Shortly after my previous blog post, in which I ranked the eighteen Doctor Who stories available on Netflix streaming, I was alerted to the presence of a larger collection of stories available on Hulu Plus. If you don't mind three commercial breaks per episode (and having to pay for the privilege), you can watch all 18 stories also available on Netflix, plus 74 more.
I'm going to lump these into groups. Ones that I think will go over best with New Series fans, ones that I think are good stories but you might find a bit rough, ones that are mediocre/average (or may be rather tough to get through if you're used to contemporary storytelling and special effects), and ones that are best left untouched (or only for the really brave).
Note: These are listed in BROADCAST ORDER.
Start With These...
54. Inferno (1970, Pertwee, 7 episodes)
This is a rare treat - the Doctor witnesses the destruction of a parallel Earth, can't do a thing to stop it, and as all hell breaks loose around him, he's in the unenviable position to rally a handful of survivors - even though he can't save their lives - to help him get back to 'our' Earth to prevent the same fate here. Fascinating to watch England re-imagined as an Orwellian fascist police state, with deliciously evil versions of the Brigadier, Liz and others. Not so fascinating are the green gorilla monsters, but still, worth the longer running time.
57. The Claws of Axos (1971, Pertwee, 4 episodes)
I love this - golden aliens come to Earth, offering wondrous technology in exchange for nuclear energy for their spaceship. The Doctor isn't fooled, not for a minute. Boundary-pushing special effects (especially episode 4's psychedelic freakout) for 1971. And the Master and Doctor's relationship is fascinating. The Doctor's potential for amorality is never more on display; when he announces he's abandoning Earth to its fate, and is prepared to betray the Time Lords to the Axons, it's plausible that he's serious.
65. The Three Doctors (1972-73, Pertwee, 4 episodes)
66. The Carnival of Monsters (1973, Pertwee, 4 episodes)
69. The Green Death (1973, Pertwee, 6 episodes)
76. The Ark In Space (1975, Tom Baker, 4 episodes)
88. The Deadly Assassin (1976, Tom Baker, 4 episodes)
The Doctor returns to Gallifrey, is framed for the murder of the Time Lord President, and has to survive a nightmarish trip through the surreal terrain of the Matrix to unmask the real culprit. Very evocative of The Manchurian Candidate with all its political machinations, and the Matrix sequence is stunningly imaginative. Very controversial at the time, partly for the image of Tom Baker being drowned, and partly for knocking down our perceptions of the Time Lords from godlike superbeings to corrupt and/or clueless bumblers.
91. The Talons of Weng-Chiang (1977, Tom Baker, 6 episodes)

● ● ● ●

• **EXERCISE GOAL**
From the Doctor Who post, reproduce word for word the passage that begins at "I love this" and stops after "(1975, Tom Baker, 4 episodes)".

• **RECORDS PROVIDED**
● ● ● ●

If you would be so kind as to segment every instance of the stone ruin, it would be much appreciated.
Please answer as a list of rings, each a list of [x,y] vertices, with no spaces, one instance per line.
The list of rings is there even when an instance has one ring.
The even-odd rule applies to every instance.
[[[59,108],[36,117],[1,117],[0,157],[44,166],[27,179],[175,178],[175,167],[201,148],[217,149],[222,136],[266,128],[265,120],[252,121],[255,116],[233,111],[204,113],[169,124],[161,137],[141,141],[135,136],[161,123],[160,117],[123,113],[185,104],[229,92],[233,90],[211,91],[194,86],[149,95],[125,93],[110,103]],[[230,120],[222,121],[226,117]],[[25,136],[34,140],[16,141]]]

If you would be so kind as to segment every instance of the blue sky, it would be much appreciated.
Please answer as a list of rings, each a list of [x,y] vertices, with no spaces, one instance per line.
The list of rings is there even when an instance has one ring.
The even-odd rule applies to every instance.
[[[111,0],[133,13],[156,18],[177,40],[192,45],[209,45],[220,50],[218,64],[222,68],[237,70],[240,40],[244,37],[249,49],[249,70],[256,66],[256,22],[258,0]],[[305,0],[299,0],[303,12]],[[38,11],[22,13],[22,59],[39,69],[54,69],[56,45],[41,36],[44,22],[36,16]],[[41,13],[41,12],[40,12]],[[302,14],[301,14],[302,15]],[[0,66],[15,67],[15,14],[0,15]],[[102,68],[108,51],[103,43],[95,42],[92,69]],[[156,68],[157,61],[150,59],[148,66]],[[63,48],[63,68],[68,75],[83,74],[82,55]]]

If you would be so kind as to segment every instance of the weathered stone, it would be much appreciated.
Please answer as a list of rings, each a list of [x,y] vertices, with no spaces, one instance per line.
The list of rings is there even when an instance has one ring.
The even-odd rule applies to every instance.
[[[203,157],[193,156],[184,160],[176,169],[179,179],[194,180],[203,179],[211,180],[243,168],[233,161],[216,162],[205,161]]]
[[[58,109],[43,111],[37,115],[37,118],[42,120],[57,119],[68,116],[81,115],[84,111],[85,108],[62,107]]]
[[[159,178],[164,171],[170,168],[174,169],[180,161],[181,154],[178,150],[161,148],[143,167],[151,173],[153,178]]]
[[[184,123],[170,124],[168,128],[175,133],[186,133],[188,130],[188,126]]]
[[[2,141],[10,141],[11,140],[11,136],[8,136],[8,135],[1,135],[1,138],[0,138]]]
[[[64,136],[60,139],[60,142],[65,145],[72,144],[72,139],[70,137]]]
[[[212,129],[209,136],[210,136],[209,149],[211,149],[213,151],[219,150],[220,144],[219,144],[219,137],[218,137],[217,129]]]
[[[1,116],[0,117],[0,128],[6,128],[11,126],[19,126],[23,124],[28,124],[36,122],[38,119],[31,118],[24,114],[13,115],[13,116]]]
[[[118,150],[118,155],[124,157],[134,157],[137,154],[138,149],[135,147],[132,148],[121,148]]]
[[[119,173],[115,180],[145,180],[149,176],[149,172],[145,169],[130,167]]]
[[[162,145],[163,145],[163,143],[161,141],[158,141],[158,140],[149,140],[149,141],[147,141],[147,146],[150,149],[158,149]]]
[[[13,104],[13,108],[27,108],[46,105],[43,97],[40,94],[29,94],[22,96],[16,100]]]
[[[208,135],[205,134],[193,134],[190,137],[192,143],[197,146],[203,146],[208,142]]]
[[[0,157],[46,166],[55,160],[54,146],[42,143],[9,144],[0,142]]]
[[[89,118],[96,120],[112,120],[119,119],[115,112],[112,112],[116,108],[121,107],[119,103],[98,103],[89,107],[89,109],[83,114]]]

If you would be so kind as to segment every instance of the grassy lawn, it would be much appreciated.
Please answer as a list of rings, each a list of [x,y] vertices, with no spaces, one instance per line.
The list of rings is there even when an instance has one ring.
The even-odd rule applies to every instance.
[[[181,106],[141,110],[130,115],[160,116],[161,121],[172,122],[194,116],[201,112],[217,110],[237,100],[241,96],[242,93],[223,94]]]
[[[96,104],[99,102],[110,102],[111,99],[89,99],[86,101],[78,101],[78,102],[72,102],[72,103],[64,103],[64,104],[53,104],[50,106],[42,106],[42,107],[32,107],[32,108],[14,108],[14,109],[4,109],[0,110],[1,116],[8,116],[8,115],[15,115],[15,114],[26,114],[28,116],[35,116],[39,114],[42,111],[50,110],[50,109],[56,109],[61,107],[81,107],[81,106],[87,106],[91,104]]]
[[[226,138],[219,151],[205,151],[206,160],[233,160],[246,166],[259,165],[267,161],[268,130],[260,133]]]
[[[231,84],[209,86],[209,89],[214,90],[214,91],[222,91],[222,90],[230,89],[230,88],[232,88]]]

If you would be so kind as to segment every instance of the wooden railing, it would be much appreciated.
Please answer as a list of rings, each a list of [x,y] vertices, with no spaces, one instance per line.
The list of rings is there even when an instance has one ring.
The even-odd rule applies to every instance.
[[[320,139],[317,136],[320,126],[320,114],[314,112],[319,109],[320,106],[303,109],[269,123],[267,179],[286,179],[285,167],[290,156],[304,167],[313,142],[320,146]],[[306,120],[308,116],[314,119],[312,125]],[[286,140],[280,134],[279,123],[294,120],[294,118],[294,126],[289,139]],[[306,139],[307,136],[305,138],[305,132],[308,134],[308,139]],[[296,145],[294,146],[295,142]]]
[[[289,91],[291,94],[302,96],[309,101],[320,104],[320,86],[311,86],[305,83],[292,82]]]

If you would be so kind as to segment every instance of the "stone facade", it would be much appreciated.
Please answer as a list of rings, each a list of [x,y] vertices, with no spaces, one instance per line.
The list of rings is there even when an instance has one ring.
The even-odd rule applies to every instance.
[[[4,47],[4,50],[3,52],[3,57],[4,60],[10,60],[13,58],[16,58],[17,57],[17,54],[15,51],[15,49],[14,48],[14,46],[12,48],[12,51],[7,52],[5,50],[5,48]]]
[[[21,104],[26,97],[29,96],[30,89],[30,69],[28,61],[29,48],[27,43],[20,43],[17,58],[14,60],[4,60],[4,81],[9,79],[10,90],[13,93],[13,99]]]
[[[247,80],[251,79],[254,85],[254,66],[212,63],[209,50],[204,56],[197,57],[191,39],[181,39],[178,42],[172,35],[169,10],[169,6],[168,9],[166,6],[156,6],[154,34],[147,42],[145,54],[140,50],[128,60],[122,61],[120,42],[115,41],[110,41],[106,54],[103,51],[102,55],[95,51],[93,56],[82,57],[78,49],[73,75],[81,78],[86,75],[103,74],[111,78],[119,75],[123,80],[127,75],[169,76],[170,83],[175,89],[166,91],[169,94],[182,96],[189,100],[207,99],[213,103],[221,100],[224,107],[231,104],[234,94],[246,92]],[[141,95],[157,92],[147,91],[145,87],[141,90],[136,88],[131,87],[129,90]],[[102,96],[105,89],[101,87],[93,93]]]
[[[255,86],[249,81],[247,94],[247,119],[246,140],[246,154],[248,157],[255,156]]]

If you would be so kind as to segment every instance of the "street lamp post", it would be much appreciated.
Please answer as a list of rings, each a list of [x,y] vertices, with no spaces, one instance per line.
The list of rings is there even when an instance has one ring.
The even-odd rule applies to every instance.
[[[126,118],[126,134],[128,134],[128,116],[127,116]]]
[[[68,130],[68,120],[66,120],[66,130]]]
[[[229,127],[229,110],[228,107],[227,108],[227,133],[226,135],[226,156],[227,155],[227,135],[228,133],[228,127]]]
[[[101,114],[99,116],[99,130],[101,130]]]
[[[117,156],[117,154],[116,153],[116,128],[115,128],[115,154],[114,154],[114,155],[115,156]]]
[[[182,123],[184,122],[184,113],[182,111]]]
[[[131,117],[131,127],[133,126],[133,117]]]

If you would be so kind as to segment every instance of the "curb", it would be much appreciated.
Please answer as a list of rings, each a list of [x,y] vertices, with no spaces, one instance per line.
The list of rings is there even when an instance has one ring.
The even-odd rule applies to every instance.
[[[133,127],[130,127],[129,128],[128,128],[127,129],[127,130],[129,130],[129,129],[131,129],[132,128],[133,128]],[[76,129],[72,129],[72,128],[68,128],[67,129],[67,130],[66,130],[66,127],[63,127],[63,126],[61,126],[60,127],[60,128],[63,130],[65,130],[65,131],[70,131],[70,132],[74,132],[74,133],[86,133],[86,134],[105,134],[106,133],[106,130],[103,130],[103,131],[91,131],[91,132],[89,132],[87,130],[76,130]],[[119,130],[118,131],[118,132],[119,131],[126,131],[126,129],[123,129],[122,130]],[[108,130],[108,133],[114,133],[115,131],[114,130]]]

● ● ● ●

• **EXERCISE SOLUTION**
I love this - golden aliens come to Earth, offering wondrous technology in exchange for nuclear energy for their spaceship. The Doctor isn't fooled, not for a minute. Boundary-pushing special effects (especially episode 4's psychedelic freakout) for 1971. And the Master and Doctor's relationship is fascinating. The Doctor's potential for amorality is never more on display; when he announces he's abandoning Earth to its fate, and is prepared to betray the Time Lords to the Axons, it's plausible that he's serious.
65. The Three Doctors (1972-73, Pertwee, 4 episodes)
66. The Carnival of Monsters (1973, Pertwee, 4 episodes)
69. The Green Death (1973, Pertwee, 6 episodes)
76. The Ark In Space (1975, Tom Baker, 4 episodes)